### STATED PROBLEM 1
Update the listing from its first line through the line containing "[[456, 156], [233, 219]]", inclusive, replacing "Locations" with "Coordinates" everywhere in that span and leaving everything else as it is.

### SELECTED PASSAGE
################

Church viewed from The Pub, Kandy
Sociologist Robert Bellah says that religion may be like play. The rules don’t make sense in the abstract, but they can create meaning and better people if you just play along.
I’ve been in enough religious debates to conclude that God is not in the details. It’s like having an extended argument about how logical an LBW is and claiming that this refutes the game of cricket. But it doesn’t. These somewhat abstract rule based systems can lead to higher level awesomeness, but viewed in isolation, the rules may not make much sense. Like Java.
I’ve also have extended debates about, say, how English is a better language than Sinhala. These invariably get down to comparing specific features (English has more words) which is simply a retarded way to debate rule based systems. Any rule based system combines a few basic principles to produce nearly infinite variability. We then interpret these features with infinitely variable brains. Comparing languages or sports is like nailing jello to the wall. There are way too many possible variables to even begin to compare. At a very philosophical level, you either like or you don’t. You can’t say one language or sport is better than another any more than you can say apples empirically taste better than oranges.
Dialogue Not Debate
What I dig about Bellah’s interview on The Roots Of Religion is that he seems to be staking out a middle ground in the Science/Religion debate by reframing the debate. Namely, by saying that is may not be a debate with two sides playing by the same rules at all. It can be a dialogue, if you dig a bit deeper than the details, get to the Gestalt and, therein, mutual understanding.
I have found that the very mention of the words “religion” and “evolution” sets off a kind of reflex reaction among some, but fortunately not all, contemporary Americans. Among both religious fundamentalists and what might be called atheistic fundamentalists these terms set off a war to the death, with abusive language directed toward the supposed opposition. In that kind of atmosphere any rational discussion becomes impossible.
What unites these two groups is the idea that religion and science are essentially the same thing: sets of propositional truths that can be judged in terms of argument and evidence. What surprised me when I began to read the work of leading scientists in the fields of cosmology and evolution is how many of them rejected this idea and argued instead that science and religion are really two different spheres that may at points overlap but that operate in accordance with different logics…
Science operates with scientific method in terms of which different theories can be tested and proved or disproved, though if Karl Popper is right, proof is always problematic and we are safer to stick to disproof. Religion on the other hand is a way of life more than a theory. It is based on beliefs that science can neither prove nor disprove. Its “proof” is the kind of person the religious way of life produces.

################

### DATASET EXTRACT
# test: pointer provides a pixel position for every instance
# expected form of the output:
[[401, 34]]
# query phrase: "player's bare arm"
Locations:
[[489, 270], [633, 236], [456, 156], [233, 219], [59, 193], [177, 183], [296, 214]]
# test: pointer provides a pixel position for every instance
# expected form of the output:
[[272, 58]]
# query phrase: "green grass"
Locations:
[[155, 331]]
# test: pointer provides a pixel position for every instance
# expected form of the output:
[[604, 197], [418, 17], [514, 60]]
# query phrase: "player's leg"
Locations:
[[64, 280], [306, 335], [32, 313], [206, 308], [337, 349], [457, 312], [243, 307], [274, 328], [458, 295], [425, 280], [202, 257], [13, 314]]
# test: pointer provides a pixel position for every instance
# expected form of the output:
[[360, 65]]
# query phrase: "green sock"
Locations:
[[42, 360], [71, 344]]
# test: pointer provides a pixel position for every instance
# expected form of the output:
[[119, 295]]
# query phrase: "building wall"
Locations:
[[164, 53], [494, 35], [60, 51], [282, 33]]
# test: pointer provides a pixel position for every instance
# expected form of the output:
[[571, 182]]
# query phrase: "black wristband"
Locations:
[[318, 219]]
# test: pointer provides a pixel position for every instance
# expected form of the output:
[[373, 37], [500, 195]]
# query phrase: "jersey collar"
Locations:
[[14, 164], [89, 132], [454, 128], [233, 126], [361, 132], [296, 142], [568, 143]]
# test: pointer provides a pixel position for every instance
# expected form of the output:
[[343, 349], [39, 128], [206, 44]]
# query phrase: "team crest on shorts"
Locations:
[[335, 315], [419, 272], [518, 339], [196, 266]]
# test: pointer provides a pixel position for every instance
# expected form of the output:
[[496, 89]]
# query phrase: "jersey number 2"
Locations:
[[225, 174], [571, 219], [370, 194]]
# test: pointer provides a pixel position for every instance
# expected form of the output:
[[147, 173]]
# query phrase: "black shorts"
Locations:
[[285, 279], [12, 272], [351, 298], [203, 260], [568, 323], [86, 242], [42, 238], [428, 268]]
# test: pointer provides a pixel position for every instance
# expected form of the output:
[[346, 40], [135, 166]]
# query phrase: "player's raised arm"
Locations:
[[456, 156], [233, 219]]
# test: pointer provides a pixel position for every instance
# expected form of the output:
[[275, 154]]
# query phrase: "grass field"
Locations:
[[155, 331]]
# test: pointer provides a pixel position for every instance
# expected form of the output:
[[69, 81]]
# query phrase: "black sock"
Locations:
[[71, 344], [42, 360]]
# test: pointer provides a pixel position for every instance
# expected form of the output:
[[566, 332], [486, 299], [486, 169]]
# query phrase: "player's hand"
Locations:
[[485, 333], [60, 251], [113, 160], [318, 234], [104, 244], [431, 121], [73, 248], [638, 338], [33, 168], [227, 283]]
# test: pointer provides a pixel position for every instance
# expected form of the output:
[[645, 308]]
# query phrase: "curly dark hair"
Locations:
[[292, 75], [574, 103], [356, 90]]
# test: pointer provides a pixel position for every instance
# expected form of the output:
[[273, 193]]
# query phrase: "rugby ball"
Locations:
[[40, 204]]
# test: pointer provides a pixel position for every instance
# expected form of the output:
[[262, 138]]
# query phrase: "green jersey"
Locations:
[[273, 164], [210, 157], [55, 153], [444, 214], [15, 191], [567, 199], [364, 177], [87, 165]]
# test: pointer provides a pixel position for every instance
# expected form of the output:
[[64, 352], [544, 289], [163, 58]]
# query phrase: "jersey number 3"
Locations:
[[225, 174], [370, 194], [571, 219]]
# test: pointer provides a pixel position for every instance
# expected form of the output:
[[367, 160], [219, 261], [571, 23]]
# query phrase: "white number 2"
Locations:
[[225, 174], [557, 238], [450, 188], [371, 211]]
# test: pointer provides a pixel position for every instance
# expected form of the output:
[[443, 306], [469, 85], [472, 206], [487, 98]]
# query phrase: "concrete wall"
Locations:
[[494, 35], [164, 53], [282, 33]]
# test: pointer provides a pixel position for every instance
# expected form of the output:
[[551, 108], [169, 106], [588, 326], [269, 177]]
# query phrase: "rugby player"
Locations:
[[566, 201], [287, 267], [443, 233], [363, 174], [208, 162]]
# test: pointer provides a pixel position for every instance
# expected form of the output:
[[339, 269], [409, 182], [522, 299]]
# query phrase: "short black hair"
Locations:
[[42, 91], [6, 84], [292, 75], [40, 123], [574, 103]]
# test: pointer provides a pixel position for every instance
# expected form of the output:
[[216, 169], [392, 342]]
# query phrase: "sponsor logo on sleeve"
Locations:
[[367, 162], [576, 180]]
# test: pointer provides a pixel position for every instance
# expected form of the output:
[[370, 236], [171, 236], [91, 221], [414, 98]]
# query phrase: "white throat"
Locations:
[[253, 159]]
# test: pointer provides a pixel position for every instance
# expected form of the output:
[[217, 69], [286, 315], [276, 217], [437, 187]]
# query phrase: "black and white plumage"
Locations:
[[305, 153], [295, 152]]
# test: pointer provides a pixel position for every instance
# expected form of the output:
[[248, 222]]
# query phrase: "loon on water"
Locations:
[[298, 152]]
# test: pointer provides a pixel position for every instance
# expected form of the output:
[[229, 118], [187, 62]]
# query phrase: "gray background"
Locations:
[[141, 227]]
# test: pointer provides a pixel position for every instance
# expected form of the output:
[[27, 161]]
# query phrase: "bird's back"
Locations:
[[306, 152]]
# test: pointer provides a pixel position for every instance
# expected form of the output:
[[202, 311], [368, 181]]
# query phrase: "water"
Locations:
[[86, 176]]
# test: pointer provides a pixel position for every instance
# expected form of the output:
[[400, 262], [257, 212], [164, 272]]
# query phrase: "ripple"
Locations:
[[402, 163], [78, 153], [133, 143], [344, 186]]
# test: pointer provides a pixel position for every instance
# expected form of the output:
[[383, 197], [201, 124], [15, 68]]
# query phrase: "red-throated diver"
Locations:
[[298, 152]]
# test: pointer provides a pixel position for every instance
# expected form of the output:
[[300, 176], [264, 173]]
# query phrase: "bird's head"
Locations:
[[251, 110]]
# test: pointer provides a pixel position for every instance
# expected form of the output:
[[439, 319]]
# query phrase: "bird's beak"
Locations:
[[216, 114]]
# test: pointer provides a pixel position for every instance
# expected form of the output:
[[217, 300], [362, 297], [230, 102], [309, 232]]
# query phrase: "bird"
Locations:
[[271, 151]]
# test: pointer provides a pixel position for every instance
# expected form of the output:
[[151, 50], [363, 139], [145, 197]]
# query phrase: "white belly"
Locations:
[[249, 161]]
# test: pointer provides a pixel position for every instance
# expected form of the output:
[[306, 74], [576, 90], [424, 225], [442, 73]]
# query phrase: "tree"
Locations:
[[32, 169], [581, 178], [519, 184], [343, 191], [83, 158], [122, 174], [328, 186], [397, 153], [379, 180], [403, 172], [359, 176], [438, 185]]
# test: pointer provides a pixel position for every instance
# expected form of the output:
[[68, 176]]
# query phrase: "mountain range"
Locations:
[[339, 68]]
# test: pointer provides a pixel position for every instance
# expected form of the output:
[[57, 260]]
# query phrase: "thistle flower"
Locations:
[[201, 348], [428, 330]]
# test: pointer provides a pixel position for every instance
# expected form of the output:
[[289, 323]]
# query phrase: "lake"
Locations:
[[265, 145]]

################

### STATED PROBLEM 2
In the essay on religion and rule-based systems, what does sociologist Robert Bellah say religion may be like?

### FULL ANSWER 1
# test: pointer provides a pixel position for every instance
# expected form of the output:
[[401, 34]]
# query phrase: "player's bare arm"
Coordinates:
[[489, 270], [633, 236], [456, 156], [233, 219], [59, 193], [177, 183], [296, 214]]
# test: pointer provides a pixel position for every instance
# expected form of the output:
[[272, 58]]
# query phrase: "green grass"
Coordinates:
[[155, 331]]
# test: pointer provides a pixel position for every instance
# expected form of the output:
[[604, 197], [418, 17], [514, 60]]
# query phrase: "player's leg"
Coordinates:
[[64, 280], [306, 335], [32, 313], [206, 308], [337, 349], [457, 312], [243, 307], [274, 328], [458, 295], [425, 280], [202, 257], [13, 314]]
# test: pointer provides a pixel position for every instance
# expected form of the output:
[[360, 65]]
# query phrase: "green sock"
Coordinates:
[[42, 360], [71, 344]]
# test: pointer provides a pixel position for every instance
# expected form of the output:
[[119, 295]]
# query phrase: "building wall"
Coordinates:
[[164, 53], [494, 35], [60, 51], [282, 33]]
# test: pointer provides a pixel position for every instance
# expected form of the output:
[[571, 182]]
# query phrase: "black wristband"
Coordinates:
[[318, 219]]
# test: pointer provides a pixel position for every instance
# expected form of the output:
[[373, 37], [500, 195]]
# query phrase: "jersey collar"
Coordinates:
[[14, 164], [89, 132], [454, 128], [233, 126], [361, 132], [296, 142], [568, 143]]
# test: pointer provides a pixel position for every instance
# expected form of the output:
[[343, 349], [39, 128], [206, 44]]
# query phrase: "team crest on shorts"
Coordinates:
[[335, 315], [419, 272], [518, 339], [196, 266]]
# test: pointer provides a pixel position for every instance
# expected form of the output:
[[496, 89]]
# query phrase: "jersey number 2"
Coordinates:
[[225, 174], [571, 219], [370, 194]]
# test: pointer provides a pixel position for every instance
# expected form of the output:
[[147, 173]]
# query phrase: "black shorts"
Coordinates:
[[285, 279], [12, 272], [351, 298], [203, 260], [568, 323], [86, 242], [42, 238], [428, 268]]
# test: pointer provides a pixel position for every instance
# expected form of the output:
[[346, 40], [135, 166]]
# query phrase: "player's raised arm"
Coordinates:
[[456, 156], [233, 219]]

### FULL ANSWER 2
Play.